◆ SELECTED EXTRACT
* begin *

= Global Studies Consortium =

International academic association

The Global Studies Consortium (GSC) is an international academic association of over 20 institutions of higher learning. It seeks to "promote and facilitate graduate teaching programs in global studies and to foster cooperation among them." That cooperation includes exchange of materials and development of methods to survey outcomes, annual meetings, and a student exchange program. GSC deals only with graduate level programs, and there is no comparable association for undergraduate degree programs in global studies.

The GSC was founded at a meeting of representatives of university global studies programs held in February 2007 at the Orfalea Center for Global and International Studies of the University of California at Santa Barbara. It has been influential in defining the new field of global studies.

GSC is linked to global-e: A Global Studies Journal.

==Members==
The member programs of the GSC are listed by continent below:

===Africa===
- The American University in Cairo (Egypt), School of Global Affairs and Public Policy

===Asia===
- Hanyang University (South Korea), Research Institute of Comparative History and Culture; Graduate Program in Transnational Humanities
- Hitotsubashi University (Japan), Institute for the Study of Global Issues
- Shanghai University (China), Center for Global Studies
- Shantou University (China), Center for Global Studies
- Sophia University (Japan), Graduate Program in Global Studies

===Australia===
- RMIT University (Australia), School of Global Studies, Social Science and Planning
- Australian National University (Australia), Master of Globalisation

===Europe===
- Aarhus University (Denmark), MA in International Studies
- Berlin Graduate School for Transnational Studies (Germany) (information )
  - Free University of Berlin
  - Hertie School of Governance
  - Social Science Research Center Berlin
- European Master (which is also part of the Erasmus Mundus program)
  - University of Leipzig (Germany), Global and European Studies Institute (co-ordinating institution )

* end *

◆ OBJECTIVES
a. Please print the Global Studies Consortium article word for word, everything from "The Global Studies" down to "of global studies.".
b. Answer these questions from the Global Studies Consortium article:
(i) In what month and year was the GSC founded?
(ii) Which journal is the GSC linked to?
(iii) Which institution is the coordinating institution of the European Master?
c. Pick up the Global Studies Consortium article where it stops and continue writing it.

◆ STORED ROWS

* begin *

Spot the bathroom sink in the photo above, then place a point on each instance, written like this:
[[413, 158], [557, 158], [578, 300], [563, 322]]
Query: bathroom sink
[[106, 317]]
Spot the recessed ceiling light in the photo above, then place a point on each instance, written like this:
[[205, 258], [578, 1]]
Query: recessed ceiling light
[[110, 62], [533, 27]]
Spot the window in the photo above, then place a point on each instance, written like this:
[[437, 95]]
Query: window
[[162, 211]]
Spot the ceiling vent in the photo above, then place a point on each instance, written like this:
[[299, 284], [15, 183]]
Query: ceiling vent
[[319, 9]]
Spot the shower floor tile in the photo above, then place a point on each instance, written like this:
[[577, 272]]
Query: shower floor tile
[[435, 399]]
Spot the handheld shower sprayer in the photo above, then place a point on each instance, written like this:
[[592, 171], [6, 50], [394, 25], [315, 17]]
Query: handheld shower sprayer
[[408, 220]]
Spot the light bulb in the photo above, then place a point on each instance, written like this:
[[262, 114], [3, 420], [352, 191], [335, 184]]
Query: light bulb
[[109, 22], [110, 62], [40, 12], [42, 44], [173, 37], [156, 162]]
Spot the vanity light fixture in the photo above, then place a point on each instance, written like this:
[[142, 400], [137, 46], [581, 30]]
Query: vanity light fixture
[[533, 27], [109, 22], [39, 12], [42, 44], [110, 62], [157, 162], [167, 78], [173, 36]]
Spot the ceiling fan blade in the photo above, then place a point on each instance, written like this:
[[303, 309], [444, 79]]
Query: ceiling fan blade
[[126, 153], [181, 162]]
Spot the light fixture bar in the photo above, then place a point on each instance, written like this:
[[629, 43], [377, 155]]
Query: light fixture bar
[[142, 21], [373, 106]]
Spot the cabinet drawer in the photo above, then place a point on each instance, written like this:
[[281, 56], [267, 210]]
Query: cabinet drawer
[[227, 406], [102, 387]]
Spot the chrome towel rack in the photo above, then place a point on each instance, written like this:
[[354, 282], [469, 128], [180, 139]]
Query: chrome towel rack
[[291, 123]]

* end *

◆ EXPECTED ANSWERS
a.
The Global Studies Consortium (GSC) is an international academic association of over 20 institutions of higher learning. It seeks to "promote and facilitate graduate teaching programs in global studies and to foster cooperation among them." That cooperation includes exchange of materials and development of methods to survey outcomes, annual meetings, and a student exchange program. GSC deals only with graduate level programs, and there is no comparable association for undergraduate degree programs in global studies.

The GSC was founded at a meeting of representatives of university global studies programs held in February 2007 at the Orfalea Center for Global and International Studies of the University of California at Santa Barbara. It has been influential in defining the new field of global studies.

b.
(i) February 2007
(ii) global-e: A Global Studies Journal
(iii) The University of Leipzig (Germany), Global and European Studies Institute

c.
  - London School of Economics and Political Science (United Kingdom), Economic History Department
  - Roskilde University (Denmark), Department of Society & Globalization
  - University of Vienna (Austria), Department of History
  - University of Wroclaw (Poland), Institute of International Studies
- Ghent University (Belgium), Ghent Centre for Global Studies
- Lomonosov Moscow State University (Russia), Faculty of Global Processes
- University of Graz (Austria), Master's program in Global Studies

===North America===
- Arizona State University (US), School of Global Studies
- Rutgers University-Newark (US), Division of Global Affairs
- The New School (US), International Affairs and Global Perspectives
- University of California at Santa Barbara (US), Global & International Studies Program
- University of Illinois at Urbana-Champaign (US), Center for Global Studies
- University of Minnesota (US), Institute for Global Studies
- University of North Carolina at Chapel Hill (US), Curriculum in International and Area Studies
- University of Pittsburgh (US), World History Center / Global Studies Center
- Wilfrid Laurier University (Canada), Global Studies

==Student exchange program==

In 2014, GSC started an exchange program called Student Mobility Scheme. As of 2016, four of the member institutions participate: American University in Cairo; Lomonosov Moscow State University; Shanghai University; and Sophia University.

==Meetings==
The GSC has held meetings every year following the 2007 workshop at UCSB where it was founded:
1. Tokyo , hosted by Sophia University, 17–18 May 2008. (At this meeting participants identified 5 main characteristics of global studies.)
2. Leipzig , hosted by University of Leipzig, 17–18 October 2009
3. Santa Barbara , hosted by University of California - Santa Barbara, 24–25 April 2010
4. Shanghai , Hosted by Shanghai University, 17–18 June 2011 (This meeting was preceded by the China Forum on Global Studies.)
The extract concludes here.